START Records for the task
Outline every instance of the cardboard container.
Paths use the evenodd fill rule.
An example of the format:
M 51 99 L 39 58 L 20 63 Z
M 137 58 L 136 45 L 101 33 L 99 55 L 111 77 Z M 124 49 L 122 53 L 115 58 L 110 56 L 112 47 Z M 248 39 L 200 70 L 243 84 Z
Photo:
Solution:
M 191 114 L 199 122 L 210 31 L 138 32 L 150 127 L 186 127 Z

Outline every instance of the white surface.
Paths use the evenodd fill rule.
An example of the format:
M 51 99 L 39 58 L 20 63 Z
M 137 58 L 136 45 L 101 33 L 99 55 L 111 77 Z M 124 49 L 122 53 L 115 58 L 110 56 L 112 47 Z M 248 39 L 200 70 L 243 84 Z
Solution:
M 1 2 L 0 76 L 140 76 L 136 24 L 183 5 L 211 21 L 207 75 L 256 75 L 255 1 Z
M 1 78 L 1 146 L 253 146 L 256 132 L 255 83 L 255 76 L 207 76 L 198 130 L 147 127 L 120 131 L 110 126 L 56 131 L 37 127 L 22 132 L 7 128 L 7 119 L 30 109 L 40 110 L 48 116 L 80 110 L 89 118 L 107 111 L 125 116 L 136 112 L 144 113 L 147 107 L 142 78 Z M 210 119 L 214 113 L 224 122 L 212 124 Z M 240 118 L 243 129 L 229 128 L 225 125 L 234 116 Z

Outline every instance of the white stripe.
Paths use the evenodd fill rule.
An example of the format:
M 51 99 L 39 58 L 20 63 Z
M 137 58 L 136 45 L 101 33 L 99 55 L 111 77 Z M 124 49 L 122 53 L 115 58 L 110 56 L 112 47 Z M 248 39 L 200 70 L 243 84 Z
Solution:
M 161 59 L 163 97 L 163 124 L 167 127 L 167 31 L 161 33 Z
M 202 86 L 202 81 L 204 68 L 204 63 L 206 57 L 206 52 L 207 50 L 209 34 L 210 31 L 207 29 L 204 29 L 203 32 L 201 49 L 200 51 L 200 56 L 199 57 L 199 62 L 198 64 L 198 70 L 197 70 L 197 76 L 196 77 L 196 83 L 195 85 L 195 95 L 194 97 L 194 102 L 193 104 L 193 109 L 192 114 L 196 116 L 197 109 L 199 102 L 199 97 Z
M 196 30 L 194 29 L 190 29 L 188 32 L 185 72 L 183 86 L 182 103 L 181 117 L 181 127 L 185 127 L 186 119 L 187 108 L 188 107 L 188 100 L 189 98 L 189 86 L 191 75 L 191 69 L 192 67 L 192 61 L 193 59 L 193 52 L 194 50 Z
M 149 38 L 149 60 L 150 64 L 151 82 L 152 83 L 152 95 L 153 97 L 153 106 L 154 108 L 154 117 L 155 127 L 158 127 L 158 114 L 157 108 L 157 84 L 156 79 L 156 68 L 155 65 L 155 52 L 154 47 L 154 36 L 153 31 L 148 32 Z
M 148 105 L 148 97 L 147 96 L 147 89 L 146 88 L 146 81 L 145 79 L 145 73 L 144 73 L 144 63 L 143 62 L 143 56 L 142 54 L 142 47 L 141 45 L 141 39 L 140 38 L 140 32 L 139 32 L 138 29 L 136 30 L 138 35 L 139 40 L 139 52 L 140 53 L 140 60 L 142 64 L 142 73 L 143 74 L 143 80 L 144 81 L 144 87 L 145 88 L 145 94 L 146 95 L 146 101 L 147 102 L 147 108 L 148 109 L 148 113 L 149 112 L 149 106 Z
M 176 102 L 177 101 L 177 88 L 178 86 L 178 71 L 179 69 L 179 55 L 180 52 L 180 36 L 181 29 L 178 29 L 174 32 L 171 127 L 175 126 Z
END Records for the task
• Your task
Copy out every line of the material above, word for word.

• Output
Outline every instance of the cardboard container.
Paths use the evenodd fill rule.
An example of the format:
M 51 99 L 39 58 L 20 63 Z
M 137 58 L 136 45 L 101 33 L 99 55 L 111 77 Z M 124 49 L 122 53 L 115 58 L 110 56 L 112 47 Z M 248 39 L 200 70 L 243 84 Z
Photo:
Solution:
M 191 114 L 199 122 L 210 31 L 138 32 L 150 127 L 186 127 Z

Outline every instance of the white surface.
Paths use the evenodd fill rule.
An example of the format:
M 51 99 L 39 58 L 20 63 Z
M 137 58 L 136 45 L 101 33 L 99 55 L 111 77 Z M 124 49 L 122 53 L 115 58 L 110 56 L 112 47 Z M 248 39 L 200 70 L 243 84 Z
Solution:
M 1 2 L 0 76 L 140 76 L 136 24 L 183 5 L 211 21 L 207 75 L 256 75 L 255 1 Z
M 1 78 L 1 146 L 253 146 L 256 132 L 255 83 L 255 76 L 207 76 L 198 130 L 147 127 L 120 131 L 110 126 L 56 131 L 37 127 L 22 132 L 7 128 L 7 119 L 30 109 L 40 110 L 48 116 L 80 110 L 89 118 L 107 111 L 125 116 L 136 112 L 144 113 L 147 107 L 142 78 Z M 210 119 L 214 113 L 224 122 L 212 124 Z M 240 118 L 243 129 L 229 128 L 225 125 L 234 116 Z

Outline every instance of the white stripe.
Paths use the evenodd fill rule.
An example of the format:
M 51 99 L 39 58 L 20 63 Z
M 137 58 L 136 45 L 101 33 L 99 55 L 111 77 Z M 124 49 L 122 53 L 115 58 L 110 56 L 112 47 Z M 248 39 L 200 70 L 243 84 Z
Solution:
M 161 59 L 163 97 L 163 124 L 167 127 L 167 31 L 161 33 Z
M 202 86 L 202 81 L 204 68 L 204 63 L 206 57 L 206 52 L 207 50 L 209 34 L 210 31 L 207 29 L 204 29 L 203 32 L 201 49 L 200 51 L 200 56 L 199 57 L 199 62 L 198 64 L 198 70 L 197 70 L 197 76 L 196 77 L 196 83 L 195 85 L 195 95 L 194 97 L 194 102 L 193 104 L 193 109 L 192 114 L 196 116 L 197 109 L 199 102 L 199 97 Z
M 196 30 L 194 29 L 190 29 L 188 32 L 185 72 L 183 86 L 182 103 L 181 117 L 181 127 L 185 127 L 186 119 L 187 108 L 188 107 L 188 100 L 189 98 L 189 86 L 191 75 L 191 69 L 192 67 L 192 61 L 193 59 L 193 52 L 194 50 Z
M 149 38 L 149 60 L 150 64 L 151 82 L 152 83 L 152 95 L 153 97 L 153 106 L 154 108 L 154 117 L 155 127 L 158 127 L 158 114 L 157 108 L 157 84 L 156 79 L 156 68 L 155 65 L 155 52 L 154 47 L 154 36 L 153 31 L 148 32 Z
M 148 105 L 148 97 L 147 96 L 147 89 L 146 88 L 146 81 L 145 79 L 145 73 L 144 73 L 144 63 L 143 62 L 143 56 L 142 54 L 142 47 L 141 45 L 141 39 L 140 38 L 140 32 L 139 32 L 138 29 L 136 30 L 138 35 L 139 40 L 139 52 L 140 53 L 140 60 L 142 64 L 142 73 L 143 74 L 143 80 L 144 81 L 144 87 L 145 88 L 145 94 L 146 95 L 146 101 L 147 102 L 147 108 L 148 109 L 148 113 L 149 112 L 149 106 Z
M 176 102 L 177 101 L 177 88 L 178 86 L 178 71 L 179 69 L 179 55 L 180 52 L 180 36 L 181 29 L 178 29 L 174 32 L 171 127 L 175 126 Z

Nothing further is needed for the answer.